Source document:
***

Giter Site home page Giter Site logo

spin-nerf's Introduction

SPIn-NeRF: Multiview Segmentation and Perceptual Inpainting with Neural Radiance Fields

Project | Paper | YouTube | Dataset

Pytorch implementation of SPIn-NeRF. SPIn-NeRF leverages 2D priors from image inpainters, and enables view-consistent inpainting of NeRFs.


Quick Start

Dependencies

After installing Pytorch according to your CUDA version, install the rest of the dependencies:

pip install -r requirements.txt

Also, install LaMa dependencies with the following:

pip install -r lama/requirements.txt

You will also need COLMAP installed to compute poses if you want to run on your data.

Dataset preparation

Download the zip files of the dataset from here. Extract them under /data. Here, we provide information for running the statue scene. For other scenes, a similar approach with potentially different factor can be done.

Extract statue.zip under /data. This can be done with unzip statue.zip -d data. You might need to install unzip with sudo apt-get install unzip.

***

Image point annotation entries
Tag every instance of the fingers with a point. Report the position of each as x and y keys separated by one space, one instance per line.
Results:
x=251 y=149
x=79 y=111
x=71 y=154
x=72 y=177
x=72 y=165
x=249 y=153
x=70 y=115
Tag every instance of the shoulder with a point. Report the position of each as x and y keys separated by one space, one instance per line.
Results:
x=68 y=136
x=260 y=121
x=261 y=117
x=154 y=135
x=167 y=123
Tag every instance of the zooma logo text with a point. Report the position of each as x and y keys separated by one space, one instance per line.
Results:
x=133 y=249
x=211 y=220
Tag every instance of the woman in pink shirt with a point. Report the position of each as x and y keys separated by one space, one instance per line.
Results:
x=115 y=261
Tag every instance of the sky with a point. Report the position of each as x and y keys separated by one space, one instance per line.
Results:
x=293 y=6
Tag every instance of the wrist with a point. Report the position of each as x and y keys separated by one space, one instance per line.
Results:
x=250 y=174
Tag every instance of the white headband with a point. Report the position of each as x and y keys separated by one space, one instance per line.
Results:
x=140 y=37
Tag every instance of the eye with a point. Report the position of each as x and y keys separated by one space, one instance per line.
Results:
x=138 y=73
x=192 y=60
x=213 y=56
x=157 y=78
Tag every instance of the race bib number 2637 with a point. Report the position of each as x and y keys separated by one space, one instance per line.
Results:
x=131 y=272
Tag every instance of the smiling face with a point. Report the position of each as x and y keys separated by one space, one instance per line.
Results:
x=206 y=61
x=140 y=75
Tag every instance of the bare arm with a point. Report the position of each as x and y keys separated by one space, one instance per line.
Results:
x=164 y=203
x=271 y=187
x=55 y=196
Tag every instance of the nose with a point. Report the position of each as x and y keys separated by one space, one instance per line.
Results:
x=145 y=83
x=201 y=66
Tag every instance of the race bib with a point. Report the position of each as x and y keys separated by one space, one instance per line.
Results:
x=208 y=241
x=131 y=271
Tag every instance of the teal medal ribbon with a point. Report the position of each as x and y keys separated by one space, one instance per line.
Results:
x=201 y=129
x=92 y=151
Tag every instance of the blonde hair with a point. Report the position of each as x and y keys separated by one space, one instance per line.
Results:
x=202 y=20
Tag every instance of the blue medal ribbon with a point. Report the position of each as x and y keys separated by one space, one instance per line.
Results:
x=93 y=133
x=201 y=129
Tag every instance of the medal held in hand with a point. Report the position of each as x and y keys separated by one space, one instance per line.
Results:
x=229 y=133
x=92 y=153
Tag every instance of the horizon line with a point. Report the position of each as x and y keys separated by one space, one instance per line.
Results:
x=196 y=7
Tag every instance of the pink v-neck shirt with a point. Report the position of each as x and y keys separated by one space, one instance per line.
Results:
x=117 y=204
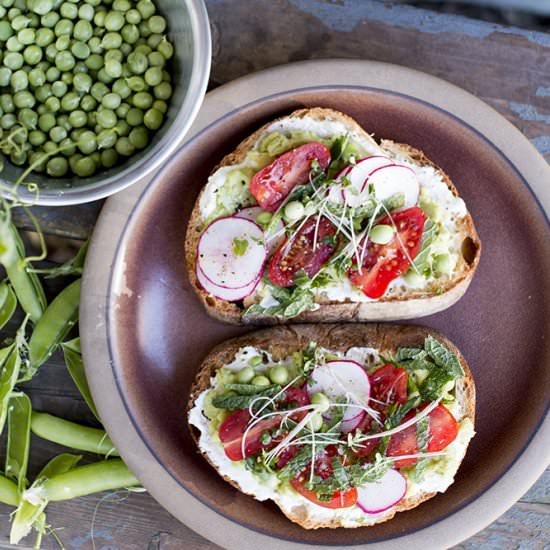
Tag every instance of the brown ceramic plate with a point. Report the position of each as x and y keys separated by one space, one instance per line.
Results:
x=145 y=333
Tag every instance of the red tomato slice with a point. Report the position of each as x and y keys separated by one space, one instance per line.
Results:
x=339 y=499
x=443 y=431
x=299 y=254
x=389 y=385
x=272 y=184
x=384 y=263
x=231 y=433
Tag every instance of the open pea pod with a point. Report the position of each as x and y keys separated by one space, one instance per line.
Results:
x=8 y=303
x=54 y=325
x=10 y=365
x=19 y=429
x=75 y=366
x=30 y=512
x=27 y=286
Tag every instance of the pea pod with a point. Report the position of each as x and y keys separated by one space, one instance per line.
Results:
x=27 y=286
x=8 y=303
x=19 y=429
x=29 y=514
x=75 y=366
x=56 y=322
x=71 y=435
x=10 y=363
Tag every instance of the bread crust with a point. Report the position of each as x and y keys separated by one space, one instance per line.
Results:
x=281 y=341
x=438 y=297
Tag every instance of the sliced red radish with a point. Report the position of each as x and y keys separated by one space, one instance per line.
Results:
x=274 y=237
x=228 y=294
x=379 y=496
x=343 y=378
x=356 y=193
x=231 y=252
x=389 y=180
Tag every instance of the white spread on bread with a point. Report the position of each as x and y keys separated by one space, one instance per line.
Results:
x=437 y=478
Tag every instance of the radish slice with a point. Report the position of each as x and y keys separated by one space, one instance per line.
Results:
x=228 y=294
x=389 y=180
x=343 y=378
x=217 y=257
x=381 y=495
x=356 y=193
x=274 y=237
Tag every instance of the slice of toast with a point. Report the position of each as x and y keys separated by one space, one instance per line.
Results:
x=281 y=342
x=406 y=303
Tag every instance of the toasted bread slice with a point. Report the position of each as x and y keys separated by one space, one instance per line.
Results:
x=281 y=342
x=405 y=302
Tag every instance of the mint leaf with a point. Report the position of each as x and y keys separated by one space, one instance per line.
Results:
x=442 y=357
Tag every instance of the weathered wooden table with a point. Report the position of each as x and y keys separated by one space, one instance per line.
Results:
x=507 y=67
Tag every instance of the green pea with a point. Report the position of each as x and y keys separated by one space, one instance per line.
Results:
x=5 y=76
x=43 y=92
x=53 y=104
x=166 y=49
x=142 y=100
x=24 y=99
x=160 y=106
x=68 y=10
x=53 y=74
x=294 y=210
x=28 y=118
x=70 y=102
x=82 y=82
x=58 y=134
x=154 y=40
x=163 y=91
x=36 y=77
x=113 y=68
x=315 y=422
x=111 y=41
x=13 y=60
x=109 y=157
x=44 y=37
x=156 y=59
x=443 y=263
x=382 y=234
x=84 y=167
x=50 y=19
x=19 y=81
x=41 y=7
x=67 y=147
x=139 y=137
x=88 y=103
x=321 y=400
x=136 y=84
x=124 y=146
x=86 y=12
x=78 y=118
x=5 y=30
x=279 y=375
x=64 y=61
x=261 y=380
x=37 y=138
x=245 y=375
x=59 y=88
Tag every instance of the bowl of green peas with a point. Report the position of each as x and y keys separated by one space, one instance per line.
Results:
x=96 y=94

***

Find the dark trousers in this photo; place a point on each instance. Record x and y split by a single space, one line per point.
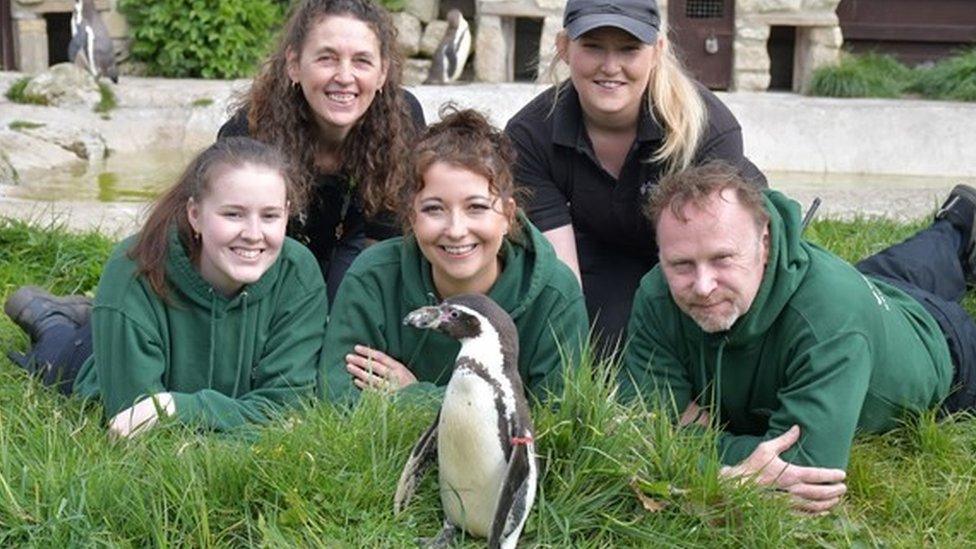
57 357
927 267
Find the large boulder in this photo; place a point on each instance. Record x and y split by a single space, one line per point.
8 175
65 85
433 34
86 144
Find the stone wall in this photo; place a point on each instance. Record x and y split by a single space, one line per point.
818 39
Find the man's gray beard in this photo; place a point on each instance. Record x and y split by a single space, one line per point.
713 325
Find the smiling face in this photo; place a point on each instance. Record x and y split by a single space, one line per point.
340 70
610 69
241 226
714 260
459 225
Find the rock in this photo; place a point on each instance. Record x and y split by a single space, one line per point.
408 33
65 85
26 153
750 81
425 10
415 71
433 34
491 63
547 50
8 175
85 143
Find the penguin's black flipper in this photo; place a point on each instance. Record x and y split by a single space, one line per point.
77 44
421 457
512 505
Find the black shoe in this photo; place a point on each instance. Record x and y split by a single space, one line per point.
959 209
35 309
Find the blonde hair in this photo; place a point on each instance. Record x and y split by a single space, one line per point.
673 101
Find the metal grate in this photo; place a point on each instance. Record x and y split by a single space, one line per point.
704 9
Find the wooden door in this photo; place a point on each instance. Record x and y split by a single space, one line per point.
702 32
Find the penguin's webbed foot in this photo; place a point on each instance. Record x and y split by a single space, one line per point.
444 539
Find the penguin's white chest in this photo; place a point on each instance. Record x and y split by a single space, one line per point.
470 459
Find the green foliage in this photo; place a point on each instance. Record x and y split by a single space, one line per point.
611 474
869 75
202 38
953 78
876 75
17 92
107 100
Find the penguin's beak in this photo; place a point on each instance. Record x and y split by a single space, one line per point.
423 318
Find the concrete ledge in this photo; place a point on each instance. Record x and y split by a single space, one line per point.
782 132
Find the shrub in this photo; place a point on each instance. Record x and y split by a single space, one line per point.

***

Task:
List every terminal command that the SPIn-NeRF page gives for setting things up.

Task answer:
- pip install -r requirements.txt
- pip install -r lama/requirements.txt
- unzip statue.zip -d data
- sudo apt-get install unzip